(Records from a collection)

- - - - - - -

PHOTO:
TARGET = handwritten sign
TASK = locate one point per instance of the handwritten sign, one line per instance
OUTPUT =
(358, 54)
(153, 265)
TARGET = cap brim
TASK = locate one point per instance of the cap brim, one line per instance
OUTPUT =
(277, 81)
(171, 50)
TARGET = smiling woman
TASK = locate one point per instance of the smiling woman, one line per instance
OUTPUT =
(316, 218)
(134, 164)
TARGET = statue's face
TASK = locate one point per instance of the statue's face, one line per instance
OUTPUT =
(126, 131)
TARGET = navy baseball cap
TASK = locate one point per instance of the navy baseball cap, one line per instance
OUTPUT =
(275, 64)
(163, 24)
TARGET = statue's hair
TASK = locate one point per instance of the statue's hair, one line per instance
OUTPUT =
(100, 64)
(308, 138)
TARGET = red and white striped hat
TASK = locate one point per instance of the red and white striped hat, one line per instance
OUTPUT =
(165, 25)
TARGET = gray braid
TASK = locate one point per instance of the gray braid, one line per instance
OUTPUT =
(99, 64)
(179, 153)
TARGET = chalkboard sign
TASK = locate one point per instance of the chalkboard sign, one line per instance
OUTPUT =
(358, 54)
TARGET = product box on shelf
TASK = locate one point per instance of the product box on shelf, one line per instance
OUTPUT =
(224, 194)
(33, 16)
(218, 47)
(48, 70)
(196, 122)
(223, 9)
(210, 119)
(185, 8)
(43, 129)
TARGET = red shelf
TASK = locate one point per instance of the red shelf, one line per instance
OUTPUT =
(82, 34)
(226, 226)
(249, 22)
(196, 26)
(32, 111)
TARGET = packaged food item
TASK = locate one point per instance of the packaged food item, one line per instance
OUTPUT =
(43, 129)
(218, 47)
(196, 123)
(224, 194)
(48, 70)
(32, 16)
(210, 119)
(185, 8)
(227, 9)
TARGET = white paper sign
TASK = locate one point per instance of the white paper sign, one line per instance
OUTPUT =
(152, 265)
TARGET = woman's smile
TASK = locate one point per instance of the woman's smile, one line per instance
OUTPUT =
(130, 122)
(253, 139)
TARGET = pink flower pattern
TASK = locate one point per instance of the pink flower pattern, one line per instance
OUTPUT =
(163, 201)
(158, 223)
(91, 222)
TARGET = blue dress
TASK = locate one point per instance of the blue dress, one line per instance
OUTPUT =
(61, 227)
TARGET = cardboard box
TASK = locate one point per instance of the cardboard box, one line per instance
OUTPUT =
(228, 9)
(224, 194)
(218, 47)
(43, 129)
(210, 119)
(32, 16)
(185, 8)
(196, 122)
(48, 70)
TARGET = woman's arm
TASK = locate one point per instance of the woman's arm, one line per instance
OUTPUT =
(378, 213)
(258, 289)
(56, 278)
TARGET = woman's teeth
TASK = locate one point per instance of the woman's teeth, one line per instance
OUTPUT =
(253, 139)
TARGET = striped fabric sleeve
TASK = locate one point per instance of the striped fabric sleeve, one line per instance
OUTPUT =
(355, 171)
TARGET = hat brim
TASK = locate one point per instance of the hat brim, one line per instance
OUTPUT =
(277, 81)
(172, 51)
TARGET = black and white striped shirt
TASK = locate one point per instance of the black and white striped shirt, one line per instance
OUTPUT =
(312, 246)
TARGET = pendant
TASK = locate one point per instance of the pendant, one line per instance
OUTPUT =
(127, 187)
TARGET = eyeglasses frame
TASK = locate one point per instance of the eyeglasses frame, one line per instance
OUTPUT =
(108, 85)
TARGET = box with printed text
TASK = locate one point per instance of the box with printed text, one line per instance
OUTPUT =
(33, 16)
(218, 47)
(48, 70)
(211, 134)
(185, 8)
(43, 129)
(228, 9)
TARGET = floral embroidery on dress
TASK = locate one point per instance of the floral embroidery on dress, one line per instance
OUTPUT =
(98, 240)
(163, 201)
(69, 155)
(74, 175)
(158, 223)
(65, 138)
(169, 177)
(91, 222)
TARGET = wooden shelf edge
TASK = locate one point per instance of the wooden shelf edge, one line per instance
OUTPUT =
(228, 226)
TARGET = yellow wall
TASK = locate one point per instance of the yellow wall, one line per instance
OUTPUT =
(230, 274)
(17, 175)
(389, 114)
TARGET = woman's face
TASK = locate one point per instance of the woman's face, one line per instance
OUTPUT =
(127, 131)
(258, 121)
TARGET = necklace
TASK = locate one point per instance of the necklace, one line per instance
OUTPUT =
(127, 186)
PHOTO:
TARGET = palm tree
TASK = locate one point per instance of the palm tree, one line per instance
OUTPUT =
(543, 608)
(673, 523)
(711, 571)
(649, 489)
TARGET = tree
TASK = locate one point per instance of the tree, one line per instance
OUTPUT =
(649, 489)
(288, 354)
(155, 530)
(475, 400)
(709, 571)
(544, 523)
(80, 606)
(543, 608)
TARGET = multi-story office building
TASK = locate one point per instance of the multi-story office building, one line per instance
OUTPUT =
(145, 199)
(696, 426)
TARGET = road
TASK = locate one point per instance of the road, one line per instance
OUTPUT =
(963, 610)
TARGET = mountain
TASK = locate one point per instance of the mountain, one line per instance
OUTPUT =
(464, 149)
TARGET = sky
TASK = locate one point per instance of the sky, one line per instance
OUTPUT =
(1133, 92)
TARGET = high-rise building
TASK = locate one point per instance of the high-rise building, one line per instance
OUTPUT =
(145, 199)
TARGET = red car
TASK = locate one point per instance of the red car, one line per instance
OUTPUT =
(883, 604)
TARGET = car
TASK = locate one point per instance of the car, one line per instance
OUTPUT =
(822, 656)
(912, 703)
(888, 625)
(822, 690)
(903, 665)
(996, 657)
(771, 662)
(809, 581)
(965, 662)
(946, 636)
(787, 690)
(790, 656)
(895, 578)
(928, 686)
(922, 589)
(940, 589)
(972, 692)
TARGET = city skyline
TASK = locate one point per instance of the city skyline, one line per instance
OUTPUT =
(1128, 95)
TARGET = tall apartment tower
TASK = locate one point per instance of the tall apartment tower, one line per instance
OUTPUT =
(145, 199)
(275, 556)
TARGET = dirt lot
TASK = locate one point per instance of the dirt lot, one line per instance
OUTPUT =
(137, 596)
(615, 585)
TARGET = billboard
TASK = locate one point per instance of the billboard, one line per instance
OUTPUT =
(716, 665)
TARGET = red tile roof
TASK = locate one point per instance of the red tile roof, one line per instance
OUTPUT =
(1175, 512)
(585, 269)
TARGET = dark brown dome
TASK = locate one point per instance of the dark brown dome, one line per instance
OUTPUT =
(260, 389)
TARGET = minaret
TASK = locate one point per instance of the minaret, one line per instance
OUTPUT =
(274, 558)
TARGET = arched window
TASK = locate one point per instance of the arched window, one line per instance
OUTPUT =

- - - - - - -

Produce an exact transcription of the lines from the one containing "TARGET = arched window" through the end of the records, both included, and no other lines.

TARGET = arched window
TASK = locate one point per instance of the arched window, one line per instance
OUTPUT =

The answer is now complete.